- _Requirements_
Gather every line of the records below that contains the word "upper", counting only matches with the same case.
++++++
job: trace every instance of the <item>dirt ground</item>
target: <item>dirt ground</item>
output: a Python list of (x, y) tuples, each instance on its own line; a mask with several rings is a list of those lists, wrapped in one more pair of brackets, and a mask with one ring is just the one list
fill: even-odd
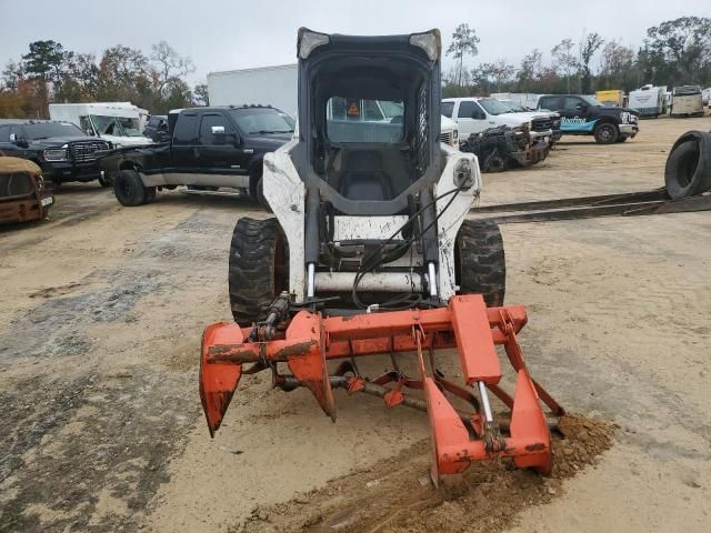
[[(677, 137), (710, 128), (567, 139), (484, 174), (481, 203), (661, 187)], [(180, 191), (126, 209), (68, 184), (50, 222), (0, 230), (0, 531), (708, 531), (711, 213), (502, 227), (529, 368), (591, 425), (555, 444), (550, 480), (497, 463), (440, 492), (427, 418), (378, 399), (337, 392), (333, 424), (258, 374), (210, 440), (200, 335), (230, 319), (227, 251), (248, 213), (266, 215)]]

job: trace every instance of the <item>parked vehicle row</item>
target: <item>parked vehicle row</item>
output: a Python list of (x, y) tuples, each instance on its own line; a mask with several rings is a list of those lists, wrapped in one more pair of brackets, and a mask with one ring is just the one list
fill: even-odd
[(294, 121), (270, 105), (191, 108), (168, 115), (168, 142), (122, 148), (101, 160), (123, 205), (140, 205), (156, 192), (187, 185), (240, 189), (263, 202), (262, 159), (289, 139)]
[(640, 130), (633, 109), (603, 105), (583, 94), (547, 94), (538, 107), (560, 113), (563, 134), (593, 135), (600, 144), (624, 142)]
[(99, 157), (111, 142), (89, 137), (74, 124), (30, 121), (0, 124), (0, 152), (36, 163), (56, 185), (98, 179), (103, 187)]

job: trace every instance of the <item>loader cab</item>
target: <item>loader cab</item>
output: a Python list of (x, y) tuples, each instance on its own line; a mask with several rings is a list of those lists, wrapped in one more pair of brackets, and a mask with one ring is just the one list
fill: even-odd
[[(440, 175), (438, 30), (299, 32), (300, 172), (347, 214), (393, 214)], [(306, 169), (304, 169), (306, 167)]]

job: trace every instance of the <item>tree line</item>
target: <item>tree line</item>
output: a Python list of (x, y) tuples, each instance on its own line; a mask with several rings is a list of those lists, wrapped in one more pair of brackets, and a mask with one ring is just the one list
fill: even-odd
[[(681, 17), (649, 28), (637, 51), (597, 32), (579, 42), (565, 38), (551, 49), (548, 64), (543, 52), (533, 49), (518, 66), (499, 59), (470, 68), (468, 60), (478, 56), (479, 44), (473, 28), (457, 27), (447, 49), (453, 64), (443, 76), (445, 97), (587, 94), (602, 89), (630, 91), (644, 83), (711, 86), (709, 18)], [(47, 118), (51, 102), (129, 101), (152, 113), (209, 103), (207, 86), (191, 90), (186, 81), (193, 71), (192, 60), (166, 41), (153, 44), (149, 56), (117, 44), (100, 57), (66, 50), (52, 40), (36, 41), (0, 73), (0, 118)]]
[(207, 100), (204, 84), (191, 90), (186, 81), (193, 71), (192, 60), (166, 41), (153, 44), (150, 56), (117, 44), (100, 57), (34, 41), (0, 74), (0, 118), (44, 119), (50, 103), (80, 102), (132, 102), (164, 114)]
[[(543, 62), (540, 49), (515, 66), (505, 59), (467, 66), (479, 52), (480, 39), (467, 23), (457, 27), (447, 54), (453, 66), (444, 73), (445, 97), (484, 95), (492, 92), (590, 94), (595, 90), (630, 91), (645, 83), (711, 86), (711, 19), (681, 17), (647, 29), (635, 51), (597, 32), (579, 42), (562, 39)], [(595, 61), (597, 60), (597, 61)]]

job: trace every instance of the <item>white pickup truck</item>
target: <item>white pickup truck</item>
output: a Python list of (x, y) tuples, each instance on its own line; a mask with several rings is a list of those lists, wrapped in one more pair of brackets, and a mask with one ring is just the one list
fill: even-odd
[(442, 114), (459, 124), (459, 138), (468, 139), (472, 133), (481, 133), (490, 128), (508, 125), (517, 128), (528, 124), (531, 141), (551, 140), (553, 120), (550, 113), (512, 113), (511, 109), (494, 98), (445, 98)]

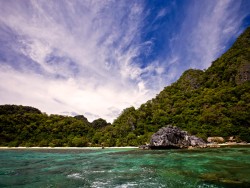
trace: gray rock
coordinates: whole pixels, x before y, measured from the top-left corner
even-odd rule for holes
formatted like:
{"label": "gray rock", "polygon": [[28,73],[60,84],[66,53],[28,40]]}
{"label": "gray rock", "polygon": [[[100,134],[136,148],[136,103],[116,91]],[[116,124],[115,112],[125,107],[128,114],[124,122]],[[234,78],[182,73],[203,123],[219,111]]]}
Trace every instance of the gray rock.
{"label": "gray rock", "polygon": [[171,125],[154,133],[149,145],[151,149],[188,148],[189,146],[203,148],[206,147],[206,142]]}

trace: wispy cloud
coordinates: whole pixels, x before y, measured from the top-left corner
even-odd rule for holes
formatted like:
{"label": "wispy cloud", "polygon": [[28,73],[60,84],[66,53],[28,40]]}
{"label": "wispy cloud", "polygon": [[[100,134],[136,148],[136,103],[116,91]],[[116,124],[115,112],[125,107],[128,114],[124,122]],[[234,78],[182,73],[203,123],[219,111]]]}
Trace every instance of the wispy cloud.
{"label": "wispy cloud", "polygon": [[112,121],[209,66],[239,32],[240,2],[0,0],[0,103]]}
{"label": "wispy cloud", "polygon": [[7,41],[15,44],[8,55],[16,56],[17,61],[24,56],[36,64],[1,62],[3,102],[34,105],[48,113],[70,110],[112,120],[117,109],[114,114],[111,107],[122,110],[147,99],[148,90],[140,78],[143,70],[133,63],[140,53],[143,4],[1,4],[0,23],[13,32],[5,34],[16,36]]}

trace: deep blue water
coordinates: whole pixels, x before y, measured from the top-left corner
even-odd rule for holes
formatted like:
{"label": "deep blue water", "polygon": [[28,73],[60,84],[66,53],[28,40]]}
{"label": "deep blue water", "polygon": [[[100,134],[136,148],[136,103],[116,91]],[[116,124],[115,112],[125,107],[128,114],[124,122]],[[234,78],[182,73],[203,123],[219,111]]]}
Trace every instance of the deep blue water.
{"label": "deep blue water", "polygon": [[250,148],[6,149],[0,187],[250,187]]}

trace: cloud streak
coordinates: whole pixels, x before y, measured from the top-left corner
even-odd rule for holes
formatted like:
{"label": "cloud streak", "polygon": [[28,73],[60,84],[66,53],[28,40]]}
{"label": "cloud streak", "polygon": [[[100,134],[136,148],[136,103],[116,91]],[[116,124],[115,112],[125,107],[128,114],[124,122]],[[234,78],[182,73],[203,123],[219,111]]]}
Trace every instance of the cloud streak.
{"label": "cloud streak", "polygon": [[246,17],[240,1],[0,5],[0,103],[84,114],[90,121],[112,121],[185,69],[208,67],[239,34],[236,20]]}

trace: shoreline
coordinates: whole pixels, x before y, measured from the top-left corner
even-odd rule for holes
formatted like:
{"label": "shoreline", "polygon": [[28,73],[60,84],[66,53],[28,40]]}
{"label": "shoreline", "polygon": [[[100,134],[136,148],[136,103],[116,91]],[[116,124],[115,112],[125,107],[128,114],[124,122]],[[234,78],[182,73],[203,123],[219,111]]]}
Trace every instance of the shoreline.
{"label": "shoreline", "polygon": [[[207,148],[213,147],[226,147],[226,146],[250,146],[250,143],[209,143],[207,144]],[[91,150],[91,149],[140,149],[139,146],[124,146],[124,147],[8,147],[1,146],[0,150],[22,150],[22,149],[51,149],[51,150]]]}
{"label": "shoreline", "polygon": [[125,146],[125,147],[8,147],[8,146],[1,146],[0,150],[4,149],[68,149],[68,150],[85,150],[85,149],[138,149],[138,147],[135,146]]}

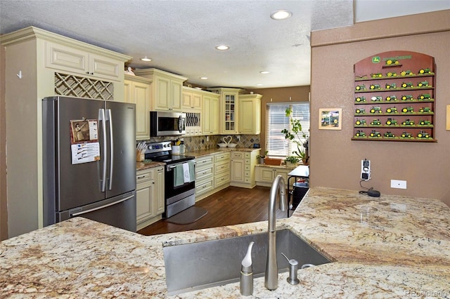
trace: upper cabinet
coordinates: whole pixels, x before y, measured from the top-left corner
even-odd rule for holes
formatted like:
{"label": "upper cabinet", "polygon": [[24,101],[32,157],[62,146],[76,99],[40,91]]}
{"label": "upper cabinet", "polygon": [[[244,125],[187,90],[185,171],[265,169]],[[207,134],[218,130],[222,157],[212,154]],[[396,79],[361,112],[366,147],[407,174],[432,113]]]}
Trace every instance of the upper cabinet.
{"label": "upper cabinet", "polygon": [[136,75],[152,79],[150,110],[181,112],[183,82],[187,78],[157,69],[136,69]]}
{"label": "upper cabinet", "polygon": [[181,101],[183,112],[202,110],[201,91],[191,87],[183,86],[183,100]]}
{"label": "upper cabinet", "polygon": [[209,93],[203,95],[202,106],[202,135],[219,134],[219,95]]}
{"label": "upper cabinet", "polygon": [[261,98],[259,94],[239,95],[239,133],[261,133]]}
{"label": "upper cabinet", "polygon": [[136,140],[150,139],[150,89],[152,81],[125,74],[125,102],[136,104]]}
{"label": "upper cabinet", "polygon": [[238,113],[240,88],[210,88],[219,93],[219,133],[220,134],[237,134]]}
{"label": "upper cabinet", "polygon": [[116,81],[123,74],[122,61],[51,41],[46,44],[46,67]]}

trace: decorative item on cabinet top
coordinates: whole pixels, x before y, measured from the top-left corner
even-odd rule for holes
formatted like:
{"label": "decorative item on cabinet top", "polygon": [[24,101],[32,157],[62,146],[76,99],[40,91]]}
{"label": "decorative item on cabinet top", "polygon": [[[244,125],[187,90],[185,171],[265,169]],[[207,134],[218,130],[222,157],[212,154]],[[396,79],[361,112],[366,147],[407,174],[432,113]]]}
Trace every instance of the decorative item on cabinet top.
{"label": "decorative item on cabinet top", "polygon": [[436,142],[433,57],[390,51],[354,65],[352,140]]}

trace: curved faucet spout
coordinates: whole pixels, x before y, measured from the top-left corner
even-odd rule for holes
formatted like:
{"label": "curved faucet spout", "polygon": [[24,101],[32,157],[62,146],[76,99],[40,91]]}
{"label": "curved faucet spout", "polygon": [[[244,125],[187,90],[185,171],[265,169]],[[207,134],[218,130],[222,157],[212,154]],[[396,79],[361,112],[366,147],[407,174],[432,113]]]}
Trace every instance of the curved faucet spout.
{"label": "curved faucet spout", "polygon": [[274,180],[270,190],[269,200],[269,230],[267,260],[266,261],[266,274],[264,276],[264,286],[269,290],[275,290],[278,287],[278,268],[276,263],[276,205],[277,192],[280,194],[280,210],[286,211],[288,201],[286,198],[286,188],[283,176],[278,175]]}

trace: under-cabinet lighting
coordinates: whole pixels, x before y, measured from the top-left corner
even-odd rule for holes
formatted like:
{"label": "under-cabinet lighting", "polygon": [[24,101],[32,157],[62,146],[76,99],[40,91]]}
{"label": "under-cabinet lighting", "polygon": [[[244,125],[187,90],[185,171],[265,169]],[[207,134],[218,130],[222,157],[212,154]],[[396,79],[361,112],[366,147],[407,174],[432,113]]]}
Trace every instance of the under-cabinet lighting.
{"label": "under-cabinet lighting", "polygon": [[228,50],[229,48],[230,48],[230,46],[226,46],[226,45],[216,46],[216,50],[225,51],[225,50]]}
{"label": "under-cabinet lighting", "polygon": [[292,13],[285,9],[280,9],[275,11],[270,14],[270,17],[276,20],[285,20],[290,18],[292,15]]}

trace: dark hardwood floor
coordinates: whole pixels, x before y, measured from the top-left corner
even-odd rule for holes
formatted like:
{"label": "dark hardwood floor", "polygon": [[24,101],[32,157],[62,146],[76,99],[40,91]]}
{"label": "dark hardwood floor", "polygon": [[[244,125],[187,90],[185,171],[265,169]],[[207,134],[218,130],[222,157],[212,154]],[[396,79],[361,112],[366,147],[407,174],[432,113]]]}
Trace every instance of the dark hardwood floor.
{"label": "dark hardwood floor", "polygon": [[[269,187],[257,186],[253,189],[229,187],[195,204],[208,211],[196,222],[182,225],[161,220],[138,233],[150,236],[267,220],[269,194]],[[277,203],[277,208],[278,206]],[[287,213],[278,209],[277,219],[286,218]]]}

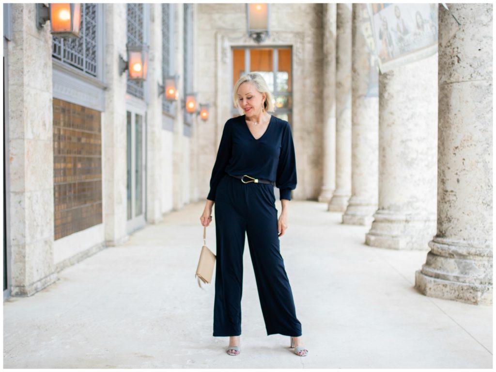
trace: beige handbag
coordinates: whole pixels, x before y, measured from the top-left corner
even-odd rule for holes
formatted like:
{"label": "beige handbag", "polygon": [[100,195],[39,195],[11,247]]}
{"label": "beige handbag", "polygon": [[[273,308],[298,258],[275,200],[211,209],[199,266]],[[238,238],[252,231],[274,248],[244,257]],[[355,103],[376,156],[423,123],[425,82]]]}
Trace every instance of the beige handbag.
{"label": "beige handbag", "polygon": [[200,259],[196,268],[196,273],[194,276],[198,281],[198,285],[201,288],[200,280],[204,283],[210,283],[212,281],[212,276],[214,273],[214,265],[215,264],[215,255],[207,247],[205,238],[207,233],[207,226],[203,226],[203,246],[201,247]]}

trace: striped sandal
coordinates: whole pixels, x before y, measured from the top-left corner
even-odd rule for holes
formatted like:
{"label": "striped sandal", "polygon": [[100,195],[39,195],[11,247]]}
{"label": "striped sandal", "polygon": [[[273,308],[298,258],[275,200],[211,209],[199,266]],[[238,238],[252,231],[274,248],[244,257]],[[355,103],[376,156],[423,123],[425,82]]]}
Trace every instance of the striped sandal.
{"label": "striped sandal", "polygon": [[[231,352],[230,353],[229,352]],[[229,355],[236,356],[239,355],[240,353],[241,352],[241,350],[240,350],[240,348],[238,346],[230,346],[228,348],[226,352]]]}
{"label": "striped sandal", "polygon": [[290,347],[291,349],[294,349],[295,354],[297,355],[299,355],[300,357],[306,357],[307,354],[309,353],[309,351],[303,346],[298,346],[295,349],[295,339],[293,337],[291,337],[291,345]]}

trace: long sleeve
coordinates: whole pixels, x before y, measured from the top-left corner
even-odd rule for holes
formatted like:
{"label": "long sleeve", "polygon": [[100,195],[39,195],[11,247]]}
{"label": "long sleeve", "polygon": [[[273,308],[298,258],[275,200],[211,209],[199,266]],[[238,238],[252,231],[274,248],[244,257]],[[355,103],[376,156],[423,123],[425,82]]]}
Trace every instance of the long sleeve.
{"label": "long sleeve", "polygon": [[226,166],[229,162],[232,152],[233,142],[231,135],[232,121],[228,120],[224,126],[222,137],[221,138],[217,158],[212,169],[210,177],[210,191],[207,199],[215,201],[215,190],[224,174]]}
{"label": "long sleeve", "polygon": [[288,123],[285,127],[281,138],[276,186],[279,189],[280,199],[291,200],[291,190],[296,188],[296,159],[291,128]]}

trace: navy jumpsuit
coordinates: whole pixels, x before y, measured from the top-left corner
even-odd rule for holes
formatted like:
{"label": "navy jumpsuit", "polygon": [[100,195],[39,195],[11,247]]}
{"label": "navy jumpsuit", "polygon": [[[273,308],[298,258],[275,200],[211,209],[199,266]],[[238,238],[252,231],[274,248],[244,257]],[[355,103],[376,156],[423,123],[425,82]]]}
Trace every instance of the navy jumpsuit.
{"label": "navy jumpsuit", "polygon": [[257,140],[244,115],[224,125],[207,197],[215,202],[217,238],[213,336],[241,334],[245,233],[267,335],[301,336],[279,251],[274,186],[245,184],[229,175],[245,174],[275,181],[280,199],[291,200],[291,190],[296,187],[296,165],[288,122],[272,116]]}

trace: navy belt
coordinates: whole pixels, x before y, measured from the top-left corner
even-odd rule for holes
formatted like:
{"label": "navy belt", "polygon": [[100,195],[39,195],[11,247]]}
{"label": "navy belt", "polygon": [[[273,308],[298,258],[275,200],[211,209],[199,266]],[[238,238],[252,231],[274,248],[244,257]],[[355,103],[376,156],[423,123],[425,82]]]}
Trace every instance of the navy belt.
{"label": "navy belt", "polygon": [[[269,185],[272,185],[273,186],[275,186],[276,183],[272,181],[269,181],[268,180],[262,180],[258,179],[258,178],[253,178],[252,177],[250,177],[246,174],[243,176],[235,176],[233,174],[229,174],[231,177],[234,177],[235,178],[239,178],[241,180],[241,182],[243,183],[249,183],[250,182],[254,182],[255,183],[268,183]],[[246,179],[248,178],[247,180]]]}

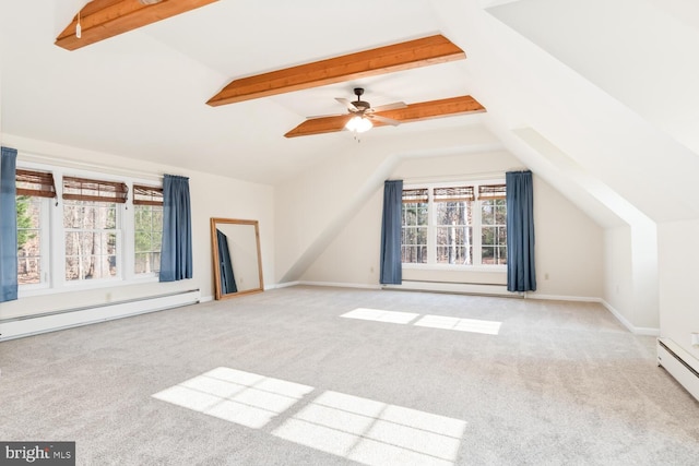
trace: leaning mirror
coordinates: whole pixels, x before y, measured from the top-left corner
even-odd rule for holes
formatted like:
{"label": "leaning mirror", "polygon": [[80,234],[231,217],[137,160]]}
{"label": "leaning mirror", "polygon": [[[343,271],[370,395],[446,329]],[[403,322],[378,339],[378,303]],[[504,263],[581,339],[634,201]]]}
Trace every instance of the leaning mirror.
{"label": "leaning mirror", "polygon": [[258,220],[211,219],[216,299],[263,290]]}

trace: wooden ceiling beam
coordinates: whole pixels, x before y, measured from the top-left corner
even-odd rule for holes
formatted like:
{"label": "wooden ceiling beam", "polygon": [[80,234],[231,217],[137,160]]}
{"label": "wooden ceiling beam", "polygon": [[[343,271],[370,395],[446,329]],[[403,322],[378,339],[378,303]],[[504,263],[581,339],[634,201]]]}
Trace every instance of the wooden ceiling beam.
{"label": "wooden ceiling beam", "polygon": [[56,38],[56,45],[76,50],[215,1],[218,0],[162,0],[142,4],[139,0],[93,0],[80,10],[81,38],[75,35],[75,15]]}
{"label": "wooden ceiling beam", "polygon": [[[481,113],[486,111],[475,98],[470,95],[445,98],[441,100],[422,101],[411,104],[404,108],[393,110],[377,111],[374,115],[398,120],[401,123],[410,123],[412,121],[423,121],[433,118],[454,117],[466,113]],[[311,118],[292,131],[284,134],[285,138],[308,136],[311,134],[323,134],[342,131],[352,115],[337,115],[332,117]],[[379,120],[372,120],[374,127],[384,127]]]}
{"label": "wooden ceiling beam", "polygon": [[445,36],[435,35],[241,77],[206,104],[215,107],[465,58],[462,49]]}

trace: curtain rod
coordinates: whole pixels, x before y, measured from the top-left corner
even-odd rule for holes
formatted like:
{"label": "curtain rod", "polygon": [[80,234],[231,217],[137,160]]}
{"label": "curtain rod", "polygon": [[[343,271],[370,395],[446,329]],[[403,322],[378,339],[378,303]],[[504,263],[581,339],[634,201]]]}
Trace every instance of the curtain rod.
{"label": "curtain rod", "polygon": [[75,168],[75,169],[87,170],[87,171],[102,171],[109,175],[117,175],[117,176],[129,177],[129,178],[141,178],[143,180],[150,180],[150,181],[163,180],[163,175],[161,174],[154,174],[149,171],[137,171],[131,169],[114,167],[109,165],[98,165],[98,164],[92,164],[87,162],[57,158],[56,156],[37,154],[37,153],[28,153],[22,150],[17,151],[17,160],[33,163],[33,164],[52,165],[61,168]]}

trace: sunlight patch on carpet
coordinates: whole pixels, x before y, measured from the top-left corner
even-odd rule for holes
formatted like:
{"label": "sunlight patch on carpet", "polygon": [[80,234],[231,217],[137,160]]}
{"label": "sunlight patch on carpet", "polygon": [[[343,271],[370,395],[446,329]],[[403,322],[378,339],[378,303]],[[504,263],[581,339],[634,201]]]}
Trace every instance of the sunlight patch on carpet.
{"label": "sunlight patch on carpet", "polygon": [[[289,442],[370,466],[453,466],[466,422],[229,368],[152,395]],[[297,403],[299,407],[286,414]],[[277,423],[268,423],[275,417]],[[286,418],[284,419],[284,416]],[[276,426],[276,427],[275,427]]]}
{"label": "sunlight patch on carpet", "polygon": [[259,429],[313,387],[228,368],[216,368],[153,395],[229,422]]}
{"label": "sunlight patch on carpet", "polygon": [[363,321],[389,322],[394,324],[411,324],[415,326],[453,330],[458,332],[483,333],[498,335],[502,322],[482,321],[478,319],[461,319],[448,315],[423,315],[414,312],[384,311],[381,309],[357,308],[346,312],[341,318],[359,319]]}
{"label": "sunlight patch on carpet", "polygon": [[407,324],[418,318],[414,312],[382,311],[380,309],[357,308],[344,313],[341,318],[359,319],[363,321],[390,322],[394,324]]}
{"label": "sunlight patch on carpet", "polygon": [[459,319],[447,315],[425,315],[413,325],[497,335],[500,333],[500,325],[502,325],[502,322],[481,321],[477,319]]}
{"label": "sunlight patch on carpet", "polygon": [[466,422],[324,392],[273,435],[367,465],[453,465]]}

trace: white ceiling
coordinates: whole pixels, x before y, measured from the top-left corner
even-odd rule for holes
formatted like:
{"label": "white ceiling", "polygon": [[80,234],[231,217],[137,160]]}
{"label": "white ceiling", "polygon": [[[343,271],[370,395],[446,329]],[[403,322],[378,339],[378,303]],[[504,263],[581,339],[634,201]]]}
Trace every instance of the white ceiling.
{"label": "white ceiling", "polygon": [[[237,77],[440,33],[428,0],[220,0],[75,51],[54,45],[84,3],[1,2],[2,132],[274,184],[356,144],[348,132],[283,136],[307,116],[346,111],[334,98],[353,97],[355,86],[375,106],[470,93],[462,60],[205,104]],[[477,118],[375,131],[400,135]]]}
{"label": "white ceiling", "polygon": [[[3,136],[281,186],[379,140],[481,124],[601,225],[699,217],[694,0],[220,0],[76,51],[55,46],[84,3],[0,1]],[[436,33],[466,60],[205,104],[236,77]],[[343,112],[334,98],[355,86],[374,105],[470,94],[488,111],[377,128],[360,146],[348,132],[283,136]]]}

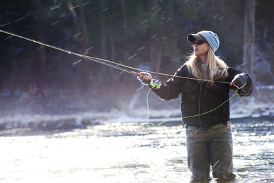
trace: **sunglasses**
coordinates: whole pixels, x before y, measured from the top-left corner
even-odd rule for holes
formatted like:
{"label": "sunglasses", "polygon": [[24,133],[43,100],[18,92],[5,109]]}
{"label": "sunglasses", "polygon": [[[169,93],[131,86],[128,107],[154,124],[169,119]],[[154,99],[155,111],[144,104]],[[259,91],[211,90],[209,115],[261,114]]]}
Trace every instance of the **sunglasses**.
{"label": "sunglasses", "polygon": [[203,44],[204,42],[206,42],[203,41],[203,40],[195,40],[195,41],[192,42],[192,45],[195,45],[195,44],[201,45],[201,44]]}

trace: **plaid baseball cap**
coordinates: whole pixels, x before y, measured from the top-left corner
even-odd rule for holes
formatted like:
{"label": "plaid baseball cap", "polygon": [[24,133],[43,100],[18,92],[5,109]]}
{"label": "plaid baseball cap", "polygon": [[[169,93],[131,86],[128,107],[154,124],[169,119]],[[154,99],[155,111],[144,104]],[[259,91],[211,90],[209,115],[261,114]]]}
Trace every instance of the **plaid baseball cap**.
{"label": "plaid baseball cap", "polygon": [[212,31],[203,30],[197,34],[190,34],[188,35],[187,39],[190,42],[193,42],[195,40],[206,41],[210,45],[214,52],[217,50],[220,45],[220,40],[217,34]]}

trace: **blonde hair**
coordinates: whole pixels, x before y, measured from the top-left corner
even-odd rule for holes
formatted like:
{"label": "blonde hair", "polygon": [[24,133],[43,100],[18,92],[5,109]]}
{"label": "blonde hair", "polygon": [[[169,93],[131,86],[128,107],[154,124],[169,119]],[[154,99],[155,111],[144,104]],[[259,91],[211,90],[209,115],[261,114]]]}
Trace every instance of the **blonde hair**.
{"label": "blonde hair", "polygon": [[210,84],[214,85],[214,80],[226,77],[228,76],[227,65],[221,58],[215,56],[212,49],[210,47],[206,58],[205,70],[201,65],[199,58],[194,53],[188,56],[186,62],[188,71],[199,79],[210,80]]}

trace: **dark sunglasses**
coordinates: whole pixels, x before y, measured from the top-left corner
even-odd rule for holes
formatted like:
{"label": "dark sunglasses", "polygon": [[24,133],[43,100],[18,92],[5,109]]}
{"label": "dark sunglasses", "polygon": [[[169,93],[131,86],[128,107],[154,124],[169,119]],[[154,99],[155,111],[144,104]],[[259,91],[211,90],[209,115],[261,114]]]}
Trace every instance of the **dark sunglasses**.
{"label": "dark sunglasses", "polygon": [[195,41],[192,42],[192,45],[195,45],[195,44],[201,45],[201,44],[203,44],[204,42],[206,42],[203,41],[203,40],[195,40]]}

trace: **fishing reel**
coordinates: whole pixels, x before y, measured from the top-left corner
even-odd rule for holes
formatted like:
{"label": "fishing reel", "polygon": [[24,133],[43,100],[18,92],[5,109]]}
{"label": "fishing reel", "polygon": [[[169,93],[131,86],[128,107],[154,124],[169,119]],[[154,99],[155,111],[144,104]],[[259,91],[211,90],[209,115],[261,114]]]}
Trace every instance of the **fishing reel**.
{"label": "fishing reel", "polygon": [[[151,77],[151,80],[150,80],[150,82],[149,82],[149,81],[146,81],[146,80],[142,80],[141,79],[139,79],[139,80],[140,80],[140,82],[141,83],[142,83],[145,85],[149,86],[153,88],[156,88],[156,89],[159,89],[160,88],[160,87],[162,85],[162,83],[159,80],[158,80],[155,77],[153,77],[149,73],[142,72],[142,75],[144,75],[145,76],[149,76],[149,77]],[[138,74],[138,75],[140,75],[140,74]]]}

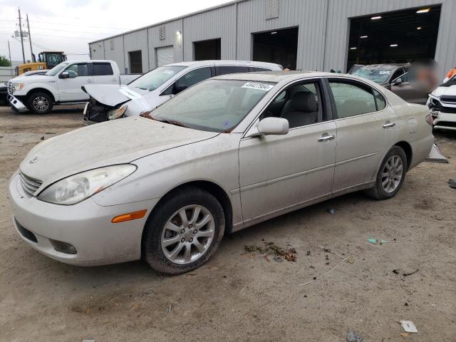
++++++
- _Written solution_
trace: upper cabinet
{"label": "upper cabinet", "polygon": [[24,101],[32,157],[62,146],[76,99],[40,91]]}
{"label": "upper cabinet", "polygon": [[[244,125],[187,90],[185,171],[265,169]],[[207,134],[218,130],[222,157],[212,154]],[[396,79],[361,112],[366,147],[407,174],[432,113]]]}
Trace every instance of the upper cabinet.
{"label": "upper cabinet", "polygon": [[136,75],[152,79],[150,110],[181,112],[183,82],[187,78],[157,69],[136,69]]}
{"label": "upper cabinet", "polygon": [[181,101],[183,112],[202,110],[201,91],[191,87],[183,86],[183,100]]}
{"label": "upper cabinet", "polygon": [[209,93],[203,95],[202,106],[202,135],[219,134],[219,95]]}
{"label": "upper cabinet", "polygon": [[261,98],[259,94],[239,95],[239,133],[261,133]]}
{"label": "upper cabinet", "polygon": [[136,140],[150,139],[150,89],[152,81],[125,74],[125,102],[136,104]]}
{"label": "upper cabinet", "polygon": [[238,113],[240,88],[210,88],[219,93],[219,133],[220,134],[237,134]]}
{"label": "upper cabinet", "polygon": [[116,81],[123,74],[122,61],[51,41],[46,44],[46,67]]}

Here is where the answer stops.